- [EXERCISE REQUIREMENTS]
Convert the data below into a numbered list with one line per entry, leaving out blank lines and pictures.

## Start EXTRACTED MATERIAL

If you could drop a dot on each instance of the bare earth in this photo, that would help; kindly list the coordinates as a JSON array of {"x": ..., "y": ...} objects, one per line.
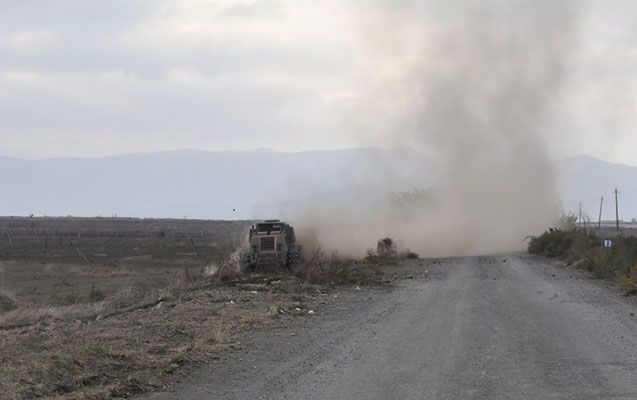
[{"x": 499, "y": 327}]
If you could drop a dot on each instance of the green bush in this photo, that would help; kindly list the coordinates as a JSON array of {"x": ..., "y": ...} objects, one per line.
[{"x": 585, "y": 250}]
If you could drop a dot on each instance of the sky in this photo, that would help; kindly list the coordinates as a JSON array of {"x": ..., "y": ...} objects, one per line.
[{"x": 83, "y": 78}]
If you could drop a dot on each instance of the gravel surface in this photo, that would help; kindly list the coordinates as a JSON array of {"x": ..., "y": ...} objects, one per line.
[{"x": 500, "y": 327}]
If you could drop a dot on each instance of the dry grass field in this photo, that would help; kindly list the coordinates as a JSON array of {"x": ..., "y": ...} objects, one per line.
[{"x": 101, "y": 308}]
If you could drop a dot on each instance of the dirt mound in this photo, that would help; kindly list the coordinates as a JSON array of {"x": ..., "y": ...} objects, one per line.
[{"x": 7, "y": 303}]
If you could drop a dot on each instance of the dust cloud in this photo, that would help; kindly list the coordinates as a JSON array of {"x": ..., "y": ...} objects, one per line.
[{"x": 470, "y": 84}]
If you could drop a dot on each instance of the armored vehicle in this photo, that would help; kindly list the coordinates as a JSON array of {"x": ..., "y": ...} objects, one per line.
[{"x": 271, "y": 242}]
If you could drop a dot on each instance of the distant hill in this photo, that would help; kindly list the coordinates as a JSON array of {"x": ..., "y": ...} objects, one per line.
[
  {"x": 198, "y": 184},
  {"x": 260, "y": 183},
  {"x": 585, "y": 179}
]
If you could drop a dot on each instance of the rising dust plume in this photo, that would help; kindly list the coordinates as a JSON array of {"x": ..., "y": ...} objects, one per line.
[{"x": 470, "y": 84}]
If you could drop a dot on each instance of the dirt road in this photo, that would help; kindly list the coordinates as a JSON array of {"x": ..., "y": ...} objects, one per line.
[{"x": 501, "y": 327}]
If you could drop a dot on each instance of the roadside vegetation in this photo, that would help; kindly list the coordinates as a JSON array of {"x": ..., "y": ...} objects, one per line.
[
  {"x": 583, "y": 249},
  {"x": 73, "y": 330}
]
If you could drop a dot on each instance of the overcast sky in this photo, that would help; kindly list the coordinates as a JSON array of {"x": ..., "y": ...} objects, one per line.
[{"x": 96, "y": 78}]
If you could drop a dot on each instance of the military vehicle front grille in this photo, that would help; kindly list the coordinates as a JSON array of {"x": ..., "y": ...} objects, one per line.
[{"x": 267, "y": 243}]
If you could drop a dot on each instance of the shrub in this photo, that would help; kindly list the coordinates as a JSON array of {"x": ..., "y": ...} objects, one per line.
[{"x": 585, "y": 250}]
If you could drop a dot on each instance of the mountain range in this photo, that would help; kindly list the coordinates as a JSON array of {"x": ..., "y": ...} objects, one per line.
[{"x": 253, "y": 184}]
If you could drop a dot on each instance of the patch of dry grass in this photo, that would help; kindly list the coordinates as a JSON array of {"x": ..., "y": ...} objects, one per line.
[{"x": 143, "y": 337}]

## End EXTRACTED MATERIAL

- [PROBLEM SOLUTION]
1. If you could drop a dot on each instance of the bare earth in this photo, that would help; kindly list the coordinates as a JSON array of {"x": ..., "y": ...} objects, one per line.
2. [{"x": 499, "y": 327}]
3. If you could drop a dot on each instance of the green bush in this photo, that would help; kindly list the coordinates as a JSON array of {"x": ..., "y": ...} objects, one per line.
4. [{"x": 585, "y": 250}]
5. If you could drop a dot on each instance of the sky in this photo, that would help; kindly list the coordinates as a JSON array of {"x": ..., "y": ...} objects, one per line.
6. [{"x": 83, "y": 78}]
7. If you could drop a dot on each instance of the gravel surface in this photo, that would help; kindly list the coordinates as a JSON array of {"x": ..., "y": ...} objects, one per line.
8. [{"x": 500, "y": 327}]
9. If you could drop a dot on each instance of the dry grass field in this photo, that would help; kindly list the coordinates as a JSON array of {"x": ..., "y": ...} objects, one per line.
10. [{"x": 101, "y": 308}]
11. If you could drop a dot on each instance of the dirt mound in this photo, that would help; kindly list the coordinates as a JSON array of {"x": ..., "y": ...} objects, one per line.
12. [{"x": 7, "y": 303}]
13. If you could drop a dot on each instance of the dust cloud in this photo, that would help; kindly list the coordinates as a JSON array of {"x": ..., "y": ...} objects, one per line.
14. [{"x": 470, "y": 84}]
15. If you could drop a dot on each instance of the armored vehicle in this photo, that would help; kindly list the coordinates as a JSON array of {"x": ..., "y": ...} objects, one per line.
16. [{"x": 271, "y": 242}]
17. If you could drop a dot on each instance of the distant hill in this photo, that would help; kindly list the coordinates as a JSON array of {"x": ..., "y": ...} objects, one per line.
18. [
19.   {"x": 198, "y": 184},
20.   {"x": 260, "y": 183},
21.   {"x": 585, "y": 179}
22. ]
23. If you could drop a dot on each instance of the rising dust plume in this photo, that would help; kindly list the coordinates as a JSON array of {"x": ..., "y": ...} objects, one per line.
24. [{"x": 470, "y": 84}]
25. If you could drop a dot on each instance of the dirt road in this photo, that would help; kindly list the coordinates as a JSON array of {"x": ..., "y": ...} objects, one per line.
26. [{"x": 501, "y": 327}]
27. If you could drop a dot on each instance of the roadside vegetation in this photo, that would help; kindly list the coordinates as a JSON array of {"x": ..., "y": ...} objects, one per line.
28. [
29.   {"x": 583, "y": 249},
30.   {"x": 73, "y": 330}
31. ]
32. If you could drop a dot on each instance of the overcast sky in this photo, that would help; kindly list the coordinates as a JSON array of {"x": ..., "y": ...} objects, one per line.
33. [{"x": 96, "y": 78}]
34. If you could drop a dot on each instance of the military vehicle front grille in this photo, that would help; kindly list the coordinates as a JSON array of {"x": ..., "y": ...} objects, one per line.
35. [{"x": 267, "y": 243}]
36. If you could drop a dot on each instance of the shrub in this photo, that would help; kindly list the coordinates as a JSON array of {"x": ..., "y": ...} objects, one per line.
37. [{"x": 585, "y": 250}]
38. If you could drop a dot on each instance of the mountain range in this photo, that would help; kindly list the coordinates as a JSON array of {"x": ..., "y": ...} objects, one per line.
39. [{"x": 253, "y": 184}]
40. If you could drop a dot on each instance of the patch of dry grass in this photo, that would help; kindly list the coordinates as a JSON array of {"x": ..., "y": ...} objects, one per line.
41. [{"x": 143, "y": 337}]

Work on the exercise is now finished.